Point labeling records
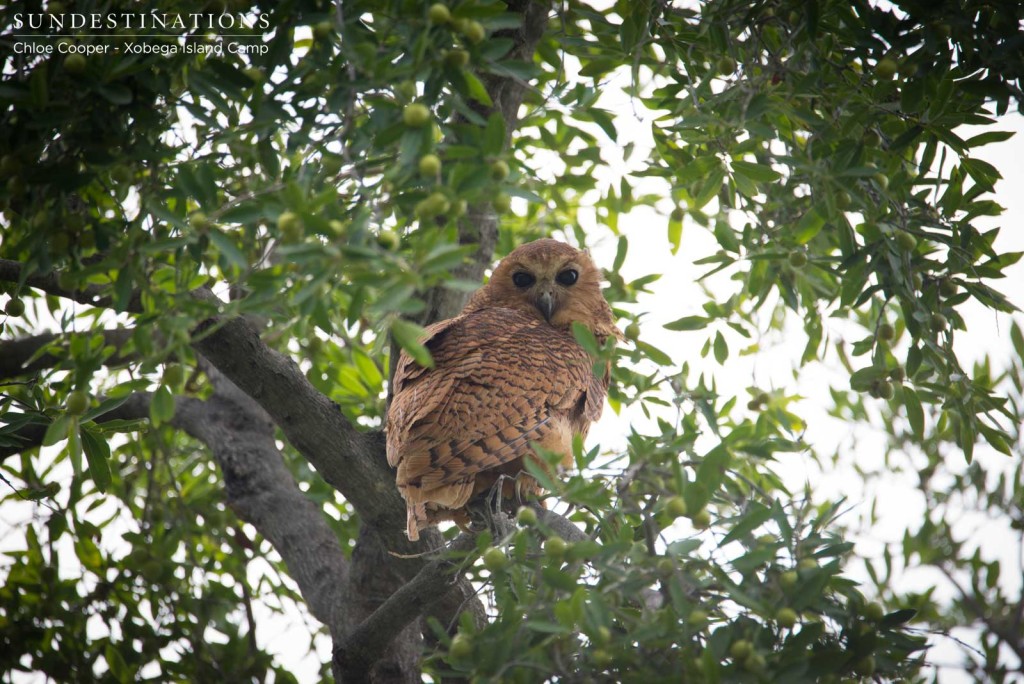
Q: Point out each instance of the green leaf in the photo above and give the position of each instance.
(808, 226)
(721, 348)
(675, 233)
(161, 405)
(756, 172)
(861, 380)
(97, 455)
(688, 323)
(226, 247)
(409, 337)
(56, 430)
(914, 414)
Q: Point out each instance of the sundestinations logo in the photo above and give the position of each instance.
(138, 33)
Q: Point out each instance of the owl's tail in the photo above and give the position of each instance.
(416, 518)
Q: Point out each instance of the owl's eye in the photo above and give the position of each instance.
(523, 280)
(567, 276)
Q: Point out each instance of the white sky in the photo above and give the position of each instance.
(677, 295)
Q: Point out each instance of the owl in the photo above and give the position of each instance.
(508, 374)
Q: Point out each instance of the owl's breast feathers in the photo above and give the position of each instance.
(502, 380)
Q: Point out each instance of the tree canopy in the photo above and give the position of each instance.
(217, 237)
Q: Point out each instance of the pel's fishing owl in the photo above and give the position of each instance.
(508, 373)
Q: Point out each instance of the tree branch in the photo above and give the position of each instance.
(479, 227)
(15, 353)
(90, 294)
(263, 493)
(136, 407)
(354, 655)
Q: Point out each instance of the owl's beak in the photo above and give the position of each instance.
(546, 303)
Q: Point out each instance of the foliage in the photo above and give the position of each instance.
(332, 189)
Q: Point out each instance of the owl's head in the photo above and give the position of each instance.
(552, 281)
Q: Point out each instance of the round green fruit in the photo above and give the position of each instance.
(199, 220)
(905, 241)
(78, 402)
(474, 32)
(676, 507)
(14, 307)
(740, 649)
(322, 30)
(438, 13)
(886, 68)
(555, 548)
(886, 390)
(495, 559)
(75, 63)
(388, 240)
(785, 617)
(416, 115)
(526, 516)
(430, 166)
(499, 170)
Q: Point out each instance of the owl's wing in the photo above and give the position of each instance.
(501, 381)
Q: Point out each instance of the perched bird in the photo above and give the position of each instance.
(508, 373)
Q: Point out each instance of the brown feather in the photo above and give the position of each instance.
(505, 378)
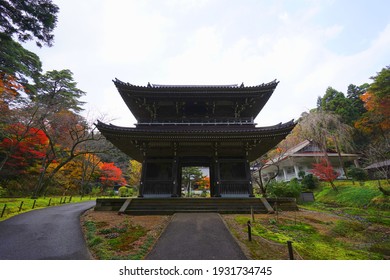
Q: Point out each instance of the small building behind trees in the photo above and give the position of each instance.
(301, 158)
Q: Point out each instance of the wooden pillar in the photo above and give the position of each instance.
(217, 176)
(175, 175)
(143, 149)
(143, 177)
(249, 178)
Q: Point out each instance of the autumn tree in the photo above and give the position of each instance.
(111, 175)
(376, 121)
(22, 150)
(324, 171)
(134, 172)
(204, 183)
(327, 130)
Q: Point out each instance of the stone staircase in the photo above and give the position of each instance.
(169, 206)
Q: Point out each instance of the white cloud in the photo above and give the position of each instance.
(171, 42)
(132, 35)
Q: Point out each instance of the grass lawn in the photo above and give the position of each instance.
(315, 236)
(352, 223)
(111, 236)
(15, 206)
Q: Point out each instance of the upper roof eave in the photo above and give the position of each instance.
(119, 83)
(183, 129)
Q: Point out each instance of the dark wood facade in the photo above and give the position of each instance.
(195, 126)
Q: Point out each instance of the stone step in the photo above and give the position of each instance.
(137, 206)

WHAT YOU WILL DO: Rewrite all the records above as a numbered list, one line per item, skipping any blank lines. Leave the pictures out.

CORRECT RESPONSE:
1. Q: Point out each instance of the green leaf in the photo above and give the position of each instance.
2. (808, 226)
3. (721, 348)
4. (675, 233)
5. (161, 405)
6. (756, 172)
7. (861, 380)
8. (97, 455)
9. (688, 323)
10. (226, 247)
11. (409, 337)
12. (56, 430)
13. (914, 414)
14. Q: Point out each instance of the sundestinations logo in the photo above and give the position of each instance.
15. (138, 33)
16. Q: Point out each instance of the owl's tail in the photo above and give the position of each instance.
17. (416, 518)
18. Q: Point out each instance of the owl's eye in the photo above and give the position of each instance.
19. (523, 280)
20. (567, 276)
21. Q: Point out each instance of the white sky in the photo above and give the position of each instance.
22. (677, 295)
23. Q: Point out each instance of the owl in the photo above and give the position of each instance.
24. (508, 374)
25. Q: Point out each instance of the owl's breast feathers in the photo above and give the position of each instance.
26. (502, 380)
27. Q: Point out each instance of the tree canopy in the photo above and give the position of each instance.
28. (217, 237)
29. Q: Point out each instance of the pel's fishing owl in the photo above and give the position of each instance.
30. (508, 373)
31. Q: Point out each instance of the tree branch in the photo above and give the position of each instance.
32. (479, 227)
33. (15, 353)
34. (90, 294)
35. (263, 493)
36. (136, 407)
37. (354, 655)
38. Q: Point out each instance of the owl's beak in the photo above and give the position of each instance.
39. (546, 303)
40. Q: Point out each instance of the foliage in the photo above and give the position of each instance.
41. (332, 189)
42. Q: Point out each instance of the owl's head in the photo above and give the position of each instance.
43. (552, 281)
44. Q: Point out each instance of the round green fruit in the photo above and give the position of each instance.
45. (199, 220)
46. (905, 241)
47. (78, 402)
48. (474, 32)
49. (676, 507)
50. (14, 307)
51. (740, 649)
52. (322, 30)
53. (438, 13)
54. (886, 68)
55. (555, 548)
56. (886, 390)
57. (495, 559)
58. (75, 63)
59. (388, 240)
60. (785, 617)
61. (416, 115)
62. (526, 516)
63. (430, 166)
64. (499, 170)
65. Q: Point out each instance of the owl's wing in the photo above and give the position of each instance.
66. (501, 381)
67. Q: Point out each instance of the perched bird in the photo above and give the position of each instance.
68. (508, 373)
69. Q: Point out each instance of the brown feather in the photo above and give the position of each instance.
70. (505, 378)
71. Q: Point out each instance of the small building behind trees in the photo above and give the position of each instance.
72. (301, 158)
73. Q: Point out each instance of the wooden pillar in the photo above and give the position of each instance.
74. (217, 176)
75. (175, 175)
76. (143, 149)
77. (143, 177)
78. (249, 178)
79. Q: Point out each instance of the autumn tree in the photo above and give the position of each instance.
80. (111, 175)
81. (376, 121)
82. (22, 150)
83. (324, 171)
84. (134, 172)
85. (204, 183)
86. (327, 130)
87. Q: Point out each instance of the stone staircase in the photo above and give the position of each instance.
88. (169, 206)
89. Q: Point out each instance of the white cloud in the photo above and give the position of each instance.
90. (171, 42)
91. (132, 35)
92. Q: Point out each instance of the grass lawn in the photo above and give the position of each instance.
93. (315, 236)
94. (352, 223)
95. (111, 236)
96. (15, 206)
97. Q: Point out each instance of the upper roof eave in the photo above and give the position of each instance.
98. (119, 83)
99. (183, 129)
100. Q: Point out each instance of the dark wood facade in the photo above and give the position of each instance.
101. (195, 126)
102. Q: Point out each instance of the stone step in the photo above and give the position of each instance.
103. (137, 206)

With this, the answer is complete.